-- Begin Dataset excerpts --

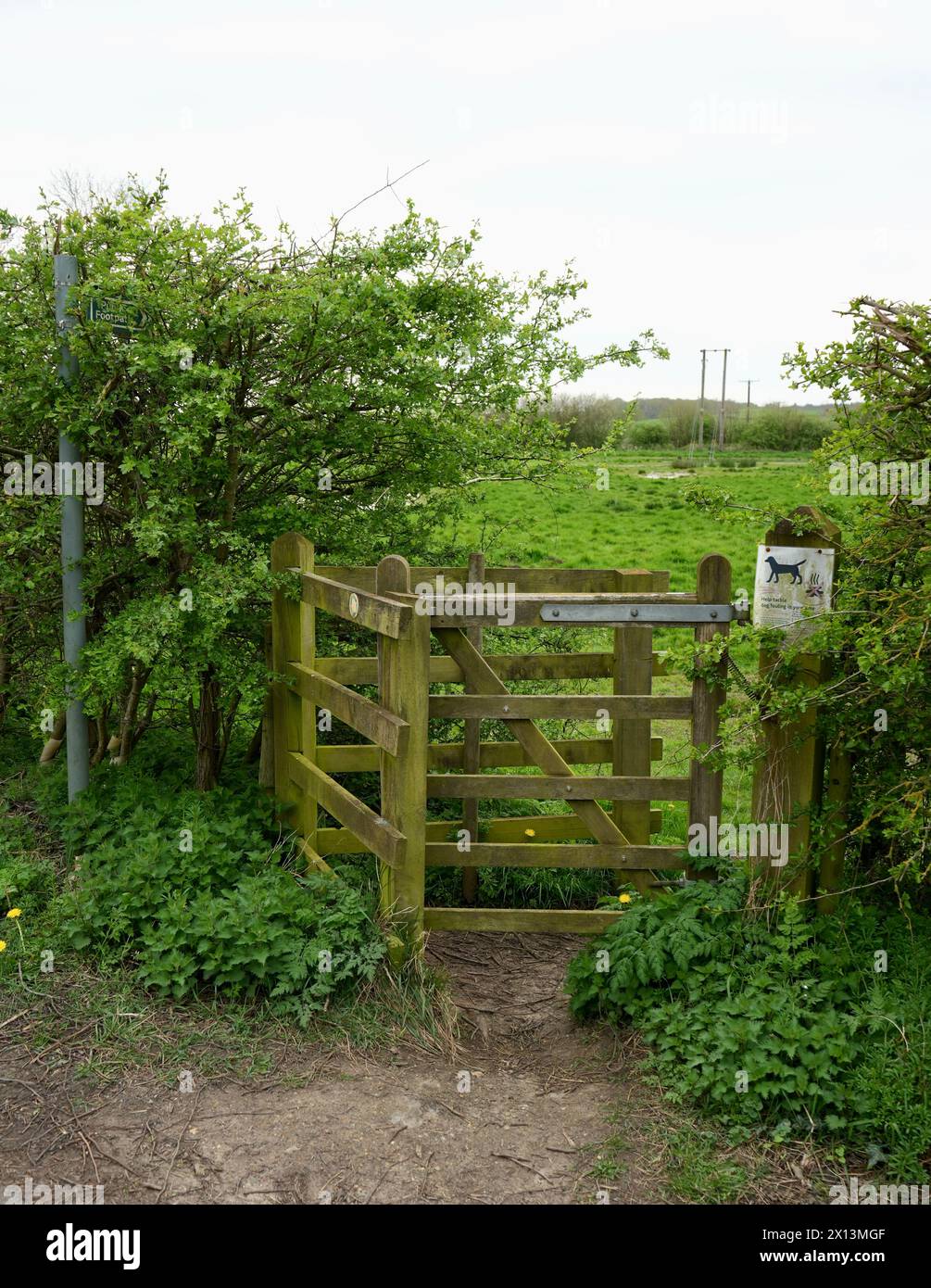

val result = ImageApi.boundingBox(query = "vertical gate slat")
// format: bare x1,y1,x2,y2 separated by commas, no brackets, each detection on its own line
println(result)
375,555,430,953
689,555,730,876
462,550,485,903
611,569,663,894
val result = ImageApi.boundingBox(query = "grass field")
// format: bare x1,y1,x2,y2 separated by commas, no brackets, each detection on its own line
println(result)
420,449,854,907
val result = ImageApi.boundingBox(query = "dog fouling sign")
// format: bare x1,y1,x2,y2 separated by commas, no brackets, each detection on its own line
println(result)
753,546,835,634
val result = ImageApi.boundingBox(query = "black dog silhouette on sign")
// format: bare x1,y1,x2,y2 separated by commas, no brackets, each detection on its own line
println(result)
763,555,808,586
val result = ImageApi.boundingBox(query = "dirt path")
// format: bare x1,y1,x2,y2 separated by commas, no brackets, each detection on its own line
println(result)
0,932,661,1205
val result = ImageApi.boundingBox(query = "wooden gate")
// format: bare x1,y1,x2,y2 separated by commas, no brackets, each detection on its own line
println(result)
271,533,736,948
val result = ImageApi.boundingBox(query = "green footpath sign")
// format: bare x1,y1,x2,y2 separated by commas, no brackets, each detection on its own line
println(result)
88,297,148,335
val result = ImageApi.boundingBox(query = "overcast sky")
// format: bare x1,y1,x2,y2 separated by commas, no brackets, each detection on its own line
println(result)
0,0,931,402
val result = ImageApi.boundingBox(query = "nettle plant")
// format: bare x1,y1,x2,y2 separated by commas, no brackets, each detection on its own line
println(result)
0,178,664,789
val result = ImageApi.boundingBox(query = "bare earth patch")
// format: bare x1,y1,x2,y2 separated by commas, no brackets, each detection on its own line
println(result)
0,932,660,1205
0,932,824,1205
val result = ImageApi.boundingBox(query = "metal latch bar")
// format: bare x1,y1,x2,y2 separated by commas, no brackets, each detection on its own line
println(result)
539,603,747,626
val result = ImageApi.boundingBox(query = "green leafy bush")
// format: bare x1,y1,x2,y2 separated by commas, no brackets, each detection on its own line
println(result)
568,876,931,1181
36,739,385,1020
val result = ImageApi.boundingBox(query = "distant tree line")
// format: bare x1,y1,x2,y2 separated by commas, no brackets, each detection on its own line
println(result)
548,394,835,451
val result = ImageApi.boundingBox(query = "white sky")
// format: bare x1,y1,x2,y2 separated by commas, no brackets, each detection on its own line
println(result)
0,0,931,402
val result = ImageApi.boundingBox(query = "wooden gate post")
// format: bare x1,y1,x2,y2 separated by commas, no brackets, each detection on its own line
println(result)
271,532,317,855
375,555,430,953
752,505,849,899
687,555,730,878
462,550,485,903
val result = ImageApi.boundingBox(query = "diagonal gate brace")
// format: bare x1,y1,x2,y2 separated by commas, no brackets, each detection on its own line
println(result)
433,626,631,845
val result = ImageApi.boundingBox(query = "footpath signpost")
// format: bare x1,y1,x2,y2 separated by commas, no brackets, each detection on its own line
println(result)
54,255,90,802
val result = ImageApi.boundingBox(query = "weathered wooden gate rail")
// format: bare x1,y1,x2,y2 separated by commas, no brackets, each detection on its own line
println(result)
271,533,733,948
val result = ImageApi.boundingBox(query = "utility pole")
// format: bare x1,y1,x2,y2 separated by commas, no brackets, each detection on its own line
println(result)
54,255,90,802
717,349,730,448
746,380,759,425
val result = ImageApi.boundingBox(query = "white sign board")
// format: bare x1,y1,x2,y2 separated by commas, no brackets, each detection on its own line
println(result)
753,546,835,635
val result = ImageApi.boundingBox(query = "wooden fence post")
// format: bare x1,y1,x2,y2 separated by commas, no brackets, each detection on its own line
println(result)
462,550,485,903
271,532,317,855
687,555,730,878
752,505,846,899
611,569,670,894
375,555,430,953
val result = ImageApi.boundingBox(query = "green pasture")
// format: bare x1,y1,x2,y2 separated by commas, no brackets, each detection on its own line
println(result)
429,449,849,907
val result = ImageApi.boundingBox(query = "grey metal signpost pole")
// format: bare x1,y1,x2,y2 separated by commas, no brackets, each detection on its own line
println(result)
56,255,90,802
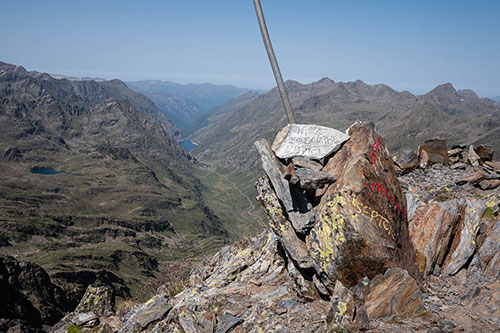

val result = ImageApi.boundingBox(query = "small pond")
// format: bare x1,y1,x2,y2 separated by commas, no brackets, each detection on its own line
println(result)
179,140,196,153
30,167,64,175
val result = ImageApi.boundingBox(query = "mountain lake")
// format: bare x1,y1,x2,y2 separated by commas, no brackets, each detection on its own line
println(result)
30,167,65,175
179,140,196,153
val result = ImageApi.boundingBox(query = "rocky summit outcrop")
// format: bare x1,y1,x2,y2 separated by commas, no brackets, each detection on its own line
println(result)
52,122,500,333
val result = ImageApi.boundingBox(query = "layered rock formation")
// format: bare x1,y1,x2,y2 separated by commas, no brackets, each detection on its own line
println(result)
52,123,500,332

-- End Dataset excerpts --

• Set task:
Extract every line in the records above that contains the word "wooden".

• Result of this task:
val result = ImageApi.boundingBox(query = "wooden gate")
val result = ImageApi.boundingBox(query = "wooden gate post")
val result = ImageApi.boundingBox(query = "weathered wooden gate rail")
val result = ImageApi.boundingBox(query = "wooden fence post")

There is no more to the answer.